# DETALHES DO EXERCÍCIO:
Reescreva as linhas dos itens abaixo trocando "group of people" por "crowd" e mantendo todo o resto igual.

# DADOS DA TAREFA:
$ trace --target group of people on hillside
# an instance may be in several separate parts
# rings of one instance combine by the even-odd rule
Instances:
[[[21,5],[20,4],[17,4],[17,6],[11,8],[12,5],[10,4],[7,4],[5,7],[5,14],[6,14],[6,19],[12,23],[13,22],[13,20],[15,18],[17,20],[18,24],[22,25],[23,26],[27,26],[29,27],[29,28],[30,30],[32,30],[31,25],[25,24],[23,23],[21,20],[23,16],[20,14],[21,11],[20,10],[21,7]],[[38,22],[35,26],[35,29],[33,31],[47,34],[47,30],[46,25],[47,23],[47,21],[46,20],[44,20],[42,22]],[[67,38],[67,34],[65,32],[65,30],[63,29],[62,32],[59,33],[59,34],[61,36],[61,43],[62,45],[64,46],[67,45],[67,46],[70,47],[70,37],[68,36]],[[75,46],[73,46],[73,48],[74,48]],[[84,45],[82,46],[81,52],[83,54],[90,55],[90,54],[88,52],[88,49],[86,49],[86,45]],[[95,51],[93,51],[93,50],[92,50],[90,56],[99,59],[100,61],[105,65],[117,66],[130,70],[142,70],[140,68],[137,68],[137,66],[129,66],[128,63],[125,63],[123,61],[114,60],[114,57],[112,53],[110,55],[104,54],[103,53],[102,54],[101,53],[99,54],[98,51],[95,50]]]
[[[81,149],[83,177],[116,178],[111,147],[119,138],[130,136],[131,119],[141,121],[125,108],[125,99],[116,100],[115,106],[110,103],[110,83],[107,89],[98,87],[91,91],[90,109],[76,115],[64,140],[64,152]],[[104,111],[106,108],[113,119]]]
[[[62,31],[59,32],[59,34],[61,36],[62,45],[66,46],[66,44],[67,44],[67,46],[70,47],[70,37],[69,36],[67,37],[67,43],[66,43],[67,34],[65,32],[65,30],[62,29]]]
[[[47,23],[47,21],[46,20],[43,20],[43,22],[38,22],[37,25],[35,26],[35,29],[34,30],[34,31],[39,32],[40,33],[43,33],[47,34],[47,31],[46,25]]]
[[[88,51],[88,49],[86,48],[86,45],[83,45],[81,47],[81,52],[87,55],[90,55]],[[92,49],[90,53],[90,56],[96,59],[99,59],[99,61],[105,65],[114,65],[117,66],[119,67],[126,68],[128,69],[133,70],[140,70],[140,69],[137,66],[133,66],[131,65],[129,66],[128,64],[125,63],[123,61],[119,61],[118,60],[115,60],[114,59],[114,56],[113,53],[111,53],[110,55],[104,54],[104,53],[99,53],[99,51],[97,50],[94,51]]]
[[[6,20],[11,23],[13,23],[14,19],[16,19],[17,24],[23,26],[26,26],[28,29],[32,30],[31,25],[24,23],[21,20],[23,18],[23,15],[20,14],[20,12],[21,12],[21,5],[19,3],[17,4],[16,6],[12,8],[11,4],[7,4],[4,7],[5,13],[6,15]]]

# RESPOSTA:
$ trace --target crowd on hillside
# an instance may be in several separate parts
# rings of one instance combine by the even-odd rule
Instances:
[[[21,5],[20,4],[17,4],[17,6],[11,8],[12,5],[10,4],[7,4],[5,7],[5,14],[6,14],[6,19],[12,23],[13,22],[13,20],[15,18],[17,20],[18,24],[22,25],[23,26],[27,26],[29,27],[29,28],[30,30],[32,30],[31,25],[25,24],[23,23],[21,20],[23,16],[20,14],[21,11],[20,10],[21,7]],[[38,22],[35,26],[35,29],[33,31],[47,34],[47,30],[46,25],[47,23],[47,21],[46,20],[44,20],[42,22]],[[67,38],[67,34],[65,32],[65,30],[63,29],[62,32],[59,33],[59,34],[61,36],[61,43],[62,45],[64,46],[67,45],[67,46],[70,47],[70,37],[68,36]],[[75,46],[73,46],[73,48],[74,48]],[[84,45],[82,46],[81,52],[83,54],[90,55],[90,54],[88,52],[88,49],[86,49],[86,45]],[[95,51],[93,51],[93,50],[92,50],[90,56],[99,59],[100,61],[105,65],[117,66],[130,70],[142,70],[140,68],[137,68],[137,66],[129,66],[128,63],[125,63],[123,61],[114,60],[114,57],[112,53],[110,55],[104,54],[103,53],[102,54],[101,53],[99,54],[98,51],[95,50]]]
[[[81,149],[83,177],[116,178],[111,147],[119,138],[130,136],[131,119],[141,121],[125,108],[125,99],[116,100],[115,106],[110,103],[110,83],[107,89],[98,87],[91,91],[90,109],[76,115],[64,140],[64,152]],[[104,111],[106,108],[113,119]]]
[[[62,31],[59,32],[59,34],[61,36],[62,45],[66,46],[66,44],[67,44],[67,46],[70,47],[70,37],[69,36],[67,37],[67,43],[66,43],[67,34],[65,32],[65,30],[62,29]]]
[[[47,23],[47,21],[46,20],[43,20],[43,22],[38,22],[37,25],[35,26],[35,29],[34,30],[34,31],[39,32],[40,33],[43,33],[47,34],[47,31],[46,25]]]
[[[88,51],[88,49],[86,48],[86,45],[83,45],[81,47],[81,52],[87,55],[90,55]],[[92,49],[90,53],[90,56],[96,59],[99,59],[99,61],[105,65],[114,65],[117,66],[119,67],[126,68],[128,69],[133,70],[140,70],[140,69],[137,66],[133,66],[131,65],[129,66],[128,64],[125,63],[123,61],[119,61],[118,60],[115,60],[114,59],[114,56],[113,53],[111,53],[110,55],[104,54],[104,53],[99,53],[99,51],[97,50],[94,51]]]
[[[6,20],[11,23],[13,23],[14,19],[16,19],[17,24],[23,26],[26,26],[28,29],[32,30],[31,25],[24,23],[21,20],[23,18],[23,15],[20,14],[20,12],[21,12],[21,5],[19,3],[17,4],[16,6],[12,8],[11,4],[7,4],[4,7],[5,13],[6,15]]]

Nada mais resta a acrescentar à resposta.